» **Texto proporcionado**
____________________
Hola. Qué buen tema para volver.
Siempre es agradable reflexionar y sacar el
lado filosófico.
Empecemos.
“La realidad es que…”, se dice. No lo dices
tú, lo dice todo el mundo. Parece que existe una realidad para cada persona, o
que cada persona interpreta la realidad. Nos acomodamos a una vida en la que
las cosas son como queremos verlas, y no como deben ser. Y yo soy el primero en reconocerlo. A veces uno es responsable de algo pero siempre lo traslada a los demás, utilizando razonamientos complejos que, en la realidad en la
que uno se mueve, son creíbles.
Con estos comportamientos, muchas veces rompemos los lazos inocentes
que se crean entre las personas. Unos lazos que, si ya de normal es difícil que se
creen, tienden a esconderse si ven que los rompen sin piedad. Evolucionan y se ocultan hasta que ven el terreno lo suficientemente seguro como para establecerse entre dos extremos. Pero, si construimos realidades paralelas, no harán sino desvanecerse
a la primera de cambio, para quizás nunca más regresar.
Estamos tan acostumbrados a esquivar la
responsabilidad, a escudarnos en lo que creemos que hacemos bien, que perdemos
la perspectiva, la objetividad, y la capacidad para reconocer nuestros errores.
____________________
» **Extracto de datos**
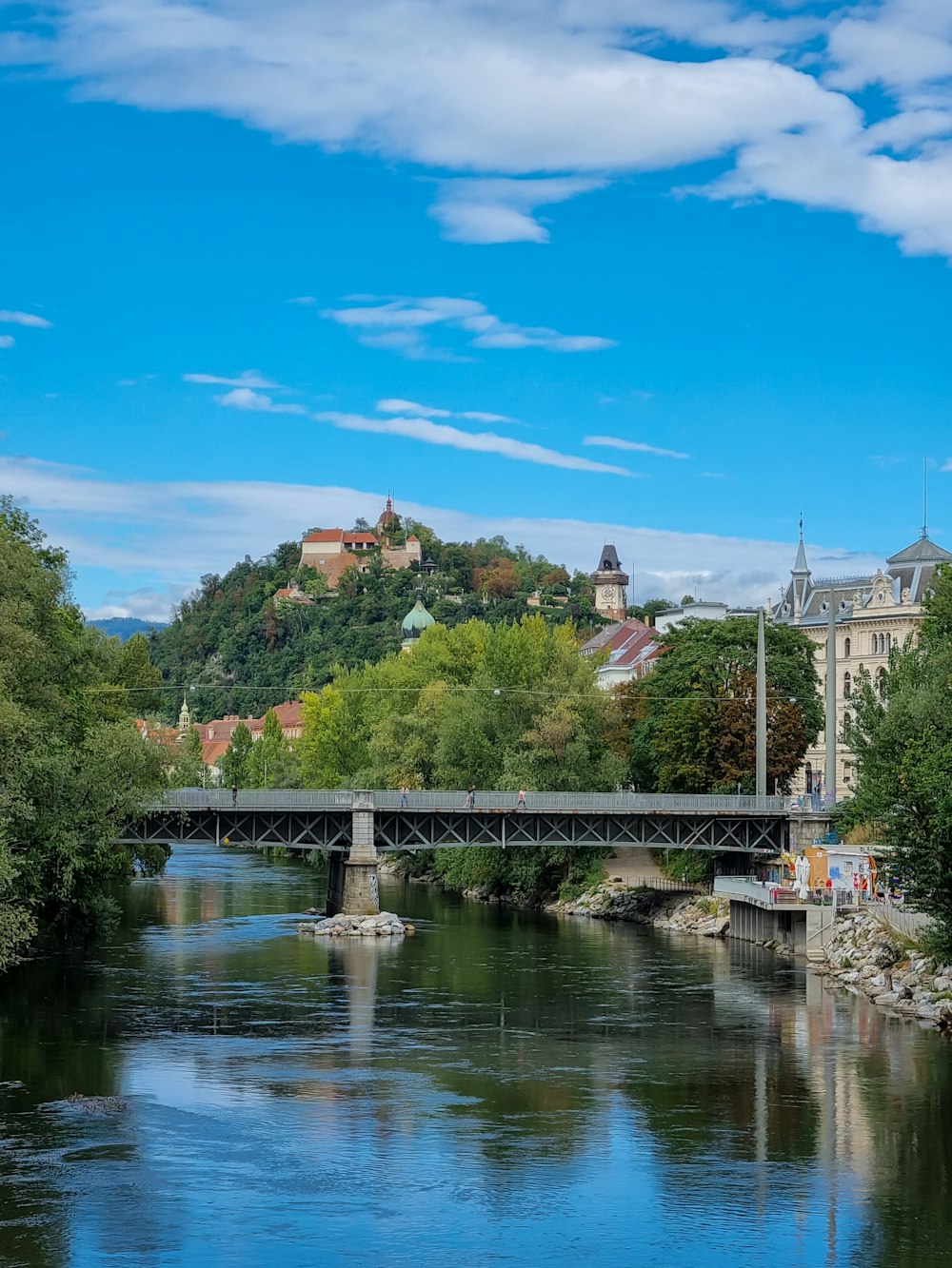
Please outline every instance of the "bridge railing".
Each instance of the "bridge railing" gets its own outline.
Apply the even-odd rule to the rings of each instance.
[[[369,798],[378,810],[453,810],[466,808],[466,791],[407,792],[350,789],[240,789],[237,803],[230,789],[175,789],[154,809],[231,810],[235,804],[251,810],[341,810],[350,809],[357,796]],[[476,812],[519,812],[518,792],[477,790]],[[603,812],[607,814],[786,814],[782,796],[713,796],[707,794],[663,792],[527,792],[526,812]]]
____________________
» **Tarea**
Reproduce sin cambios el fragmento del texto sobre la realidad y la responsabilidad que comienza en "Hola. Qué buen" y termina en "mueve, son creíbles.". Basta con el texto proporcionado para resolverlo.

» **Solución**
Hola. Qué buen tema para volver.
Siempre es agradable reflexionar y sacar el
lado filosófico.
Empecemos.
“La realidad es que…”, se dice. No lo dices
tú, lo dice todo el mundo. Parece que existe una realidad para cada persona, o
que cada persona interpreta la realidad. Nos acomodamos a una vida en la que
las cosas son como queremos verlas, y no como deben ser. Y yo soy el primero en reconocerlo. A veces uno es responsable de algo pero siempre lo traslada a los demás, utilizando razonamientos complejos que, en la realidad en la
que uno se mueve, son creíbles.